Required action :: Retype the entries in full.

Exercise data ::
__________________________________________________

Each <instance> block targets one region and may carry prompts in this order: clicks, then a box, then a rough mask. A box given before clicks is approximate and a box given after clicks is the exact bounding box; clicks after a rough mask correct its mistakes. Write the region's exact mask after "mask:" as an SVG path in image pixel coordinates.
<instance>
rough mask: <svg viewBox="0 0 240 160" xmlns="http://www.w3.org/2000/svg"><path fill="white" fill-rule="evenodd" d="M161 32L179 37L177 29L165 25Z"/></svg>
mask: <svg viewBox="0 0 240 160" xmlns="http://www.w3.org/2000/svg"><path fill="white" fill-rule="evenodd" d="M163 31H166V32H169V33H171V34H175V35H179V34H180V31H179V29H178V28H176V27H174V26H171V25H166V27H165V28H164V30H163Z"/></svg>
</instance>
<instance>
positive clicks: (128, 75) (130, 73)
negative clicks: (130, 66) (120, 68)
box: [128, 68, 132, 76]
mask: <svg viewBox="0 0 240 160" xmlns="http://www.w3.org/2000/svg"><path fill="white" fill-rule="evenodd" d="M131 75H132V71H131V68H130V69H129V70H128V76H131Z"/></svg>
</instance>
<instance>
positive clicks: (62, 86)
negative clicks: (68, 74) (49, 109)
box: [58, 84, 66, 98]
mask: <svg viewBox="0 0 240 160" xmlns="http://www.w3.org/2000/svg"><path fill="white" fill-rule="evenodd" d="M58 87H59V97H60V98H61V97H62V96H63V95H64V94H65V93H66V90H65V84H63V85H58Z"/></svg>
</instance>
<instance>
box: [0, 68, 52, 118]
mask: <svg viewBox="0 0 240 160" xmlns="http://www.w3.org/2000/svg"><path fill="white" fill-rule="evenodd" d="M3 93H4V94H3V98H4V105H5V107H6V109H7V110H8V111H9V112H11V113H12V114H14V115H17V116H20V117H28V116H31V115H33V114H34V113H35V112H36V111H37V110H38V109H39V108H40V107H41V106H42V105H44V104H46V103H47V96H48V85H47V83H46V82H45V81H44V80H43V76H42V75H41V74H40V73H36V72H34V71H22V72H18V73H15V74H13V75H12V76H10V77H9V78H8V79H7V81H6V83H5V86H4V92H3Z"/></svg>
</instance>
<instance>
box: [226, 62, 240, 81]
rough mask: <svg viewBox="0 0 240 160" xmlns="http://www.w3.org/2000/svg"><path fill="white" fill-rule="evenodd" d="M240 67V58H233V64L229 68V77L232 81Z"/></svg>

__________________________________________________

Answer space ::
Each <instance> block targets one region and may carry prompts in this order: clicks, then a box, then a rough mask. A box given before clicks is approximate and a box given after clicks is the exact bounding box; clicks after a rough mask correct its mistakes. Write the region's exact mask after "mask:" as an SVG path in image pixel coordinates.
<instance>
rough mask: <svg viewBox="0 0 240 160" xmlns="http://www.w3.org/2000/svg"><path fill="white" fill-rule="evenodd" d="M161 32L179 37L177 29L165 25Z"/></svg>
mask: <svg viewBox="0 0 240 160" xmlns="http://www.w3.org/2000/svg"><path fill="white" fill-rule="evenodd" d="M163 31H166V32H169V33H171V34H175V35H179V34H180V31H179V29H178V28H176V27H174V26H171V25H166V27H165V28H164V30H163Z"/></svg>
</instance>
<instance>
positive clicks: (128, 75) (130, 73)
negative clicks: (130, 66) (120, 68)
box: [128, 68, 132, 76]
mask: <svg viewBox="0 0 240 160" xmlns="http://www.w3.org/2000/svg"><path fill="white" fill-rule="evenodd" d="M131 75H132V71H131V68H130V69H129V70H128V76H131Z"/></svg>
</instance>
<instance>
positive clicks: (62, 86)
negative clicks: (68, 74) (49, 109)
box: [58, 84, 66, 98]
mask: <svg viewBox="0 0 240 160" xmlns="http://www.w3.org/2000/svg"><path fill="white" fill-rule="evenodd" d="M58 87H59V97H60V98H61V97H62V96H63V95H64V94H65V93H66V90H65V84H63V85H58Z"/></svg>
</instance>
<instance>
box: [0, 68, 52, 118]
mask: <svg viewBox="0 0 240 160" xmlns="http://www.w3.org/2000/svg"><path fill="white" fill-rule="evenodd" d="M3 93H4V94H3V98H4V105H5V107H6V109H7V110H8V111H9V112H11V113H12V114H14V115H17V116H20V117H28V116H31V115H33V114H34V113H35V112H36V111H37V110H38V109H39V108H40V107H41V106H42V105H44V104H46V103H47V96H48V85H47V83H46V82H45V81H44V80H43V76H42V75H41V74H40V73H36V72H34V71H22V72H18V73H15V74H13V75H12V76H10V77H9V78H8V79H7V81H6V83H5V86H4V92H3Z"/></svg>
</instance>
<instance>
box: [226, 62, 240, 81]
rough mask: <svg viewBox="0 0 240 160" xmlns="http://www.w3.org/2000/svg"><path fill="white" fill-rule="evenodd" d="M240 67V58H233V64L229 68V77L232 81Z"/></svg>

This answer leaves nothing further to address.